| Szczegóły zadania |
Zacznij od wiersza zestawienia, w którym jest „I need to verify whether any tree”, i skończ na wierszu z „0, 0, 573, 157”. Przepisz je wszystkie razem z prośbami, przesuwając każdą współrzędną w odpowiedziach o 126, a liczby w prośbach i we wzorze formatu zostaw bez zmian.

| Dane wejściowe |
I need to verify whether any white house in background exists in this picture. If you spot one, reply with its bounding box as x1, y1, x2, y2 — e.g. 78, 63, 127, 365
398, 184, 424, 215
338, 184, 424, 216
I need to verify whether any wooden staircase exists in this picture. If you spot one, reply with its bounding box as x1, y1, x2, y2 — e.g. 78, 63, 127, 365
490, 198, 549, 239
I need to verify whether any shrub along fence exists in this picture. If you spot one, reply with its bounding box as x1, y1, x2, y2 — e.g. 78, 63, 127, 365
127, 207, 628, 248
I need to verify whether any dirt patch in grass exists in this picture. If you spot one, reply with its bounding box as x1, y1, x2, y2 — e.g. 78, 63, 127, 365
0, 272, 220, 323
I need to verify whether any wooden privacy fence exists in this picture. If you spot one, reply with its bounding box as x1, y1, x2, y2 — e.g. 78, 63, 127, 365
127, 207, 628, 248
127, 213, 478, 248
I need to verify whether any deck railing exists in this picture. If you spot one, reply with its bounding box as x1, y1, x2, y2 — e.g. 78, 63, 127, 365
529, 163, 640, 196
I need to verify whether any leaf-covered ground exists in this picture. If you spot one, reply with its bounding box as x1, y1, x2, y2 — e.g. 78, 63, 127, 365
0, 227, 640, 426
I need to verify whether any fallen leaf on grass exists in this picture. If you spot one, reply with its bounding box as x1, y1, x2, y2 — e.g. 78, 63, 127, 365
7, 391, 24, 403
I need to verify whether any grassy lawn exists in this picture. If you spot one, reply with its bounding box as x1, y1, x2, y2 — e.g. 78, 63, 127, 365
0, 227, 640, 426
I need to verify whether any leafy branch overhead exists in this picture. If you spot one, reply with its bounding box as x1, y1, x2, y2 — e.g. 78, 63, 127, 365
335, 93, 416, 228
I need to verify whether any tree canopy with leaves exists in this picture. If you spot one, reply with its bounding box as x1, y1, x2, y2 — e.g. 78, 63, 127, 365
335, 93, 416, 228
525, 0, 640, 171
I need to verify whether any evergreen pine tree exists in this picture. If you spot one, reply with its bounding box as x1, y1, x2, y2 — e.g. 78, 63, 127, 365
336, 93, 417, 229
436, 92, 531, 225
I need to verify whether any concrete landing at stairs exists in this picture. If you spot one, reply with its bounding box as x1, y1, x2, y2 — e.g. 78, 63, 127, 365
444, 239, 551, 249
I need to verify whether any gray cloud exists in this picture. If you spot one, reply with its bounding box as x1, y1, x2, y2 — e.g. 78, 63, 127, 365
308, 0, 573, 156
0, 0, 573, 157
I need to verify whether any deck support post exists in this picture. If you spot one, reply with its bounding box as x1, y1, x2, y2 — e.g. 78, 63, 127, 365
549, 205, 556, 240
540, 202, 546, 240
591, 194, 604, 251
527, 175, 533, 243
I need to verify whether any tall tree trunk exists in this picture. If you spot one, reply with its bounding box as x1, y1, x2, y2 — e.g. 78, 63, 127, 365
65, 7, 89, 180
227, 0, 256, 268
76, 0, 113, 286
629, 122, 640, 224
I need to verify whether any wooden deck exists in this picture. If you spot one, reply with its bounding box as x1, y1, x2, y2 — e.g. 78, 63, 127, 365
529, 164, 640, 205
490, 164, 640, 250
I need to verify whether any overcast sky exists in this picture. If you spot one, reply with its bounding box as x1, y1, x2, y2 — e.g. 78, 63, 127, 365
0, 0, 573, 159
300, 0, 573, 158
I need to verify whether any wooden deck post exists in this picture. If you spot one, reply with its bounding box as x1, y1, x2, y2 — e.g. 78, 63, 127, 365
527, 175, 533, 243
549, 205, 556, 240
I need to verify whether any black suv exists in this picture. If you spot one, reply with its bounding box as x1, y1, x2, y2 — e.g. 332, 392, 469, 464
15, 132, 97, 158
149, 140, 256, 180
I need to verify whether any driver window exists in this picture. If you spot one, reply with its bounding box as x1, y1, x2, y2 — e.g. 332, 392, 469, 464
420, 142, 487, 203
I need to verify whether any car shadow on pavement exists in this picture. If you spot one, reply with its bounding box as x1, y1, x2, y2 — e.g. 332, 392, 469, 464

| Odpowiedź |
I need to verify whether any tree canopy with leaves exists in this picture. If you spot one, reply with its bounding box as x1, y1, x2, y2 — e.g. 78, 63, 127, 365
461, 219, 542, 354
651, 126, 766, 297
I need to verify whether any evergreen pine tree exists in this picture. If you spot one, reply with its bounding box as x1, y1, x2, y2 — e.g. 78, 63, 127, 365
462, 219, 543, 355
562, 218, 657, 351
I need to verify whether any concrete landing at stairs exists in this picture. If you spot one, reply with its bounding box as x1, y1, x2, y2 — e.g. 78, 63, 127, 365
570, 365, 677, 375
I need to verify whether any gray cloud exists in this picture. If you spot one, reply with its bounding box as x1, y1, x2, y2 — e.g. 78, 63, 127, 365
434, 126, 699, 282
126, 126, 699, 283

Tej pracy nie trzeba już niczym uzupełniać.